─── Records provided ───

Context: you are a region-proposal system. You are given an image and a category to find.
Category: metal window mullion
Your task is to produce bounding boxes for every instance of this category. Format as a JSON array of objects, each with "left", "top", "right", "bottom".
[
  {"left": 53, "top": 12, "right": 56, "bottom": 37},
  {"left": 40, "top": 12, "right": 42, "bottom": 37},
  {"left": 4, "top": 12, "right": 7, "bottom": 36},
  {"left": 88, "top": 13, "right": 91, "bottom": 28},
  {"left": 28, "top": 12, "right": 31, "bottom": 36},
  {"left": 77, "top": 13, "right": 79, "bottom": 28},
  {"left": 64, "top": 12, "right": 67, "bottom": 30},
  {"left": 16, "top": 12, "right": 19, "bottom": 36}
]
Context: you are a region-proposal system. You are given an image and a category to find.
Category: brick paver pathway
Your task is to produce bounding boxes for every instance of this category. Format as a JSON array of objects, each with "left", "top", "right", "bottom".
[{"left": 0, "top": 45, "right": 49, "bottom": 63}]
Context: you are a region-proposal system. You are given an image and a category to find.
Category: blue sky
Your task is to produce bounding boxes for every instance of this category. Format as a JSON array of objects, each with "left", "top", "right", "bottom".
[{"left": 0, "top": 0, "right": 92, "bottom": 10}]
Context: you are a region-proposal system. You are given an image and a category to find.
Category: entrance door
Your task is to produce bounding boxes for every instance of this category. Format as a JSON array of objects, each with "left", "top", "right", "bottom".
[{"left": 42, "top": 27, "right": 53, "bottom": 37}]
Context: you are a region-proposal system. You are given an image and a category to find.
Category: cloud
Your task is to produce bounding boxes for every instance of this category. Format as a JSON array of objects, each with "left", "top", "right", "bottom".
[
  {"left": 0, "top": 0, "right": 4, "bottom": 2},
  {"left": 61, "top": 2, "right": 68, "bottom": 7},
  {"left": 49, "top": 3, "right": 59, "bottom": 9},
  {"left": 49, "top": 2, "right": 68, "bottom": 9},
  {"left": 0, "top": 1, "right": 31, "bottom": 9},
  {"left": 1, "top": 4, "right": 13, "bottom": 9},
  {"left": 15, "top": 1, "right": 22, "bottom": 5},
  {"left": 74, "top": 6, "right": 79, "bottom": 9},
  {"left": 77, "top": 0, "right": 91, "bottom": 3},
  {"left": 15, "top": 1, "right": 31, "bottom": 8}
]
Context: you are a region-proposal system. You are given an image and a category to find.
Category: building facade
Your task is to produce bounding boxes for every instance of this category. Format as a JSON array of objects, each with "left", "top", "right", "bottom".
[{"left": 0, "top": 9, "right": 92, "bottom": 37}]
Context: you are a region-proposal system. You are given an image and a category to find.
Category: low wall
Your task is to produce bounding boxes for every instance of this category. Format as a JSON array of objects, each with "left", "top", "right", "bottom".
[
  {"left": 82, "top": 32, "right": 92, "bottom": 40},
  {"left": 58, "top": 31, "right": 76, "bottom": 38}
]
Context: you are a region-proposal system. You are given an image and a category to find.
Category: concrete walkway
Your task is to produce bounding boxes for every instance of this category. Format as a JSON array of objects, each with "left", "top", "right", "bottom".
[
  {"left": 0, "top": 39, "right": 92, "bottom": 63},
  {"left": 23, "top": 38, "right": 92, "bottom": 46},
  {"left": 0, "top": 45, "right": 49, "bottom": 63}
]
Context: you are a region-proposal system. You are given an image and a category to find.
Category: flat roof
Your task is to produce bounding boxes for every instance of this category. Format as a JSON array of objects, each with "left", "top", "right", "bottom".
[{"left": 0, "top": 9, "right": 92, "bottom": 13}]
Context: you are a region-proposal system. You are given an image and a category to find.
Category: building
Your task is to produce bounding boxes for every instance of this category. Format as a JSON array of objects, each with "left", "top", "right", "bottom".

───

## Description of the task
Count the lines above that contain the word "building", matching case exactly, and reply with the number only.

## Exercise solution
2